Document section:
Begin

In addition to the features described above the reversal photographic elements can, of course, contain other conventional features known in the art, which can be illustrated by reference to Research Disclosure, vol. 176, December 1978, Item 17643, here incorporated by reference. For example, the silver halide emulsions other than the blended grain emulsions described can be chosen from among those described in Paragraph I; the silver halide emulsions can be chemically sensitized, as described in Paragraph III and/or spectrally sensitized, as described in Paragraph IV, although preferably only the tabular grain silver haloiodide emulsions are sensitized, with the preferred sensitizations those disclosed by Kofton et al U.S. Pat. No. 4,439,520 and Maskasky U.S. Pat. No. 4,435,501; any portion of the elements can contain brighteners, as described in Paragraph V; the emulsion layers can contain antifoggants and stabilizers, as described in Paragraph VI; the color forming layer units can contain color image forming materials as described in Paragraph VII; the elements can contain absorbing and scattering materials, as described in Paragraph VIII; the emulsion and other layers can contain vehicles, as described in Paragraph IX; the hydrophilic colloid and other layers of the elements can contain hardeners, as described in Paragraph X; the layers can contain coating aids, as described in Paragraph XI; the layers can contain plasticizers and lubricants, as described in Paragraph XII; the layers, particularly the layers coated farthest from the support, can contain matting agents, as described in Paragraph XVI; and the supports can be chosen from among those described in Paragraph XVII. In addition conventional time released or imagewise released inhibitors can be used such as those described in U.S. Pat. Nos. 5,567,577 and 3,379,529. This exemplary listing of addenda and features is not intended to restrict or imply the absence of other conventional photographic features compatible with the practice of the invention.

End

Data section:
Begin

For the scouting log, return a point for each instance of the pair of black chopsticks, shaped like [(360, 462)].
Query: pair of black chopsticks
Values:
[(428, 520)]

End

Directives:
1. According to the passage on reversal photographic elements, which paragraph of the cited Research Disclosure item describes matting agents?
2. Continue the passage on reversal photographic elements, starting right after its final sentence.

Results for each task:
1. Paragraph XVI

2.
The photographic elements can be imagewise exposed with any various forms of energy, as illustrated by Research Disclosure, Item 17643, cited above, Paragraph XVIII. For multicolor imaging the photographic elements are exposed to visible light.

Multicolor reversal dye images can be formed in photographic elements according to this invention having differentially spectrally sensitized silver halide emulsion layers by black-and-white development followed by color development. Reversal processing is demonstrated below employing conventional reversal processing compositions and procedures.

EXAMPLES

The invention can be better appreciated by reference to the following specific examples. A series of elements of the following layer structure are prepared. In the composition of the layers, the coating amounts are shown as g/m.sup.2. Silver halide amounts are given in silver amounts. The following non-image forming silver bromide or silver iodobromide emulsions A-F are used in the examples:

                  TABLE 1
    ______________________________________
    Non-image  Average Size      Iodide
      forming emulsion (Equiv. Spherical Diam.) (.mu.m) (mole percent)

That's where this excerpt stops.